Stated exercise:
Write out the entries below once more, exactly, with the pictures left out.

Exercise materials:

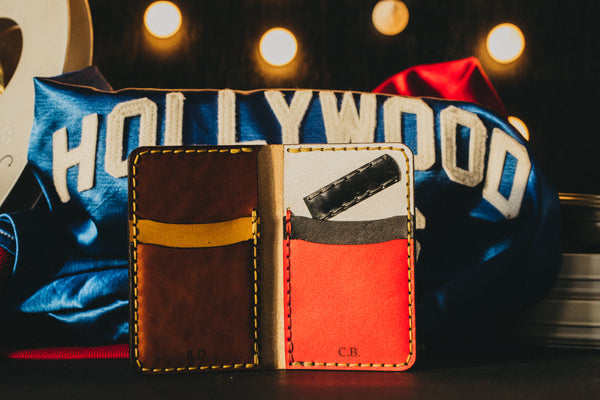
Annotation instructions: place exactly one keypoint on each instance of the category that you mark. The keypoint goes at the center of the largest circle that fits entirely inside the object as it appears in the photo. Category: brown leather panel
(195, 306)
(187, 188)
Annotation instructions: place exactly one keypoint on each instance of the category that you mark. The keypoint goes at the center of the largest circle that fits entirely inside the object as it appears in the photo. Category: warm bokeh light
(520, 126)
(390, 17)
(162, 19)
(278, 46)
(505, 43)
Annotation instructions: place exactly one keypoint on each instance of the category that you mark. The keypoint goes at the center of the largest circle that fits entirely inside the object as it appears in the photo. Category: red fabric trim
(462, 80)
(116, 351)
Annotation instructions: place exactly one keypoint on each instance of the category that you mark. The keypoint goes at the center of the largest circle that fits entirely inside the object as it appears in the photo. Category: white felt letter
(450, 118)
(501, 145)
(291, 116)
(346, 125)
(226, 117)
(393, 108)
(174, 119)
(146, 110)
(83, 156)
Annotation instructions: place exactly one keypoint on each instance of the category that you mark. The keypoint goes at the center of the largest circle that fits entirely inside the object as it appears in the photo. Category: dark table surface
(518, 373)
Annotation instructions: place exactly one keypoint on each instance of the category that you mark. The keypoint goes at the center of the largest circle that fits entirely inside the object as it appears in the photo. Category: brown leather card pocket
(194, 272)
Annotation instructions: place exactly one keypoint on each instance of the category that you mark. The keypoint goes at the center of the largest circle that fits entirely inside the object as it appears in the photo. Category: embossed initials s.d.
(196, 355)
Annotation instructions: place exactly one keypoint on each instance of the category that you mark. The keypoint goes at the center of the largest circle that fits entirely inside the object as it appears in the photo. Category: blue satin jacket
(488, 221)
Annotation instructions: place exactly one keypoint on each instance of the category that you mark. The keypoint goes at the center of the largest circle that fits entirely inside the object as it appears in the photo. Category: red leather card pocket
(348, 306)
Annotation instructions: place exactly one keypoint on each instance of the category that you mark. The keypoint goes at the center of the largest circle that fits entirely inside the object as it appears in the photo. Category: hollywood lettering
(346, 123)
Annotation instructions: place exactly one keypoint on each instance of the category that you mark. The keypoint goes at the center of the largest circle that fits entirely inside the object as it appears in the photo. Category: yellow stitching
(409, 259)
(255, 222)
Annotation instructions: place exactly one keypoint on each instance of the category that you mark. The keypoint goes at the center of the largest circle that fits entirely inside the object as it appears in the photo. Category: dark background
(552, 87)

Final answer:
Annotation instructions: place exactly one keypoint on each instance of the category that you mark. The keypoint goes at the center of the largest circle that fits entirely inside the object as it appears in the photo. Category: brown leather panel
(195, 306)
(187, 188)
Annotation instructions: place exactly one keypoint on each instance of the category that you mark. The keypoint goes at the center of the largest circle that fits entirely inside the object as it appears in the photo. Category: warm bokeh light
(520, 126)
(390, 17)
(162, 19)
(278, 46)
(505, 43)
Annotation instructions: place exactly one keypoint on each instance of the category that you mark. The keypoint goes at the center of the largest circle that fits entirely inside the object as it appears in the photo. Category: red fabric trim
(462, 80)
(116, 351)
Annotation instructions: place exactly one keypoint on each instance of the category that you mark. The keypoint goes at the center of the largest circle that fits entirely inside the object as it appears in the photo. Category: white felt letter
(450, 118)
(501, 145)
(291, 116)
(346, 125)
(226, 117)
(393, 108)
(174, 119)
(146, 110)
(83, 156)
Annotation instructions: place exactly one keypoint on each instance of the category that you mark. The keypoint goes at the center of the largest circle that fits entirely inside the object as it appears in the photo. Category: dark table surface
(518, 373)
Annotation instructions: place exactly one keypoint on each instance of the category that you mark. The keypoint goes at the center of the largest circle that fits entirely inside the object as it appears in the photo. Category: brown leather card pocket
(194, 272)
Annotation instructions: place exactly one keypoint on each instance of the category that you mark. The keypoint goes at the center of the largest circle that fits entirely inside the object as it appears in the photo. Category: embossed initials s.d.
(196, 355)
Annotation instructions: place exactly one keypoint on each instance of the category that you mark. The keypoint goes at the center of the largest circle that fits entirely inside the object as it appears in the photo. Category: blue satin jacket
(488, 221)
Annotation instructions: place exactly one keypoint on each instance of the category that you mark. The keypoint goes at the center of the largest circle that fits entirely inside the object as it appears in the photo. Category: red leather card pocket
(348, 306)
Annotation instructions: place exactly one keypoint on each instance of the category that you mark. The keypoint goes at the center of the largest circle that fits entirely inside the object as it appears in the photo. Category: hollywood lettering
(346, 123)
Annotation instructions: place exactly one keypoint on each instance of the category that you mark. The keypoint goes at the center of the largest circle that fits entirely inside the object as it appears in the photo. Category: yellow stitching
(409, 259)
(255, 222)
Annotation instructions: place exactly one keypoint on each instance of the category that you mark. The keypoint goes at the center of the largest circle that fits entirely inside the object as it appears in the photo. Category: dark background
(552, 87)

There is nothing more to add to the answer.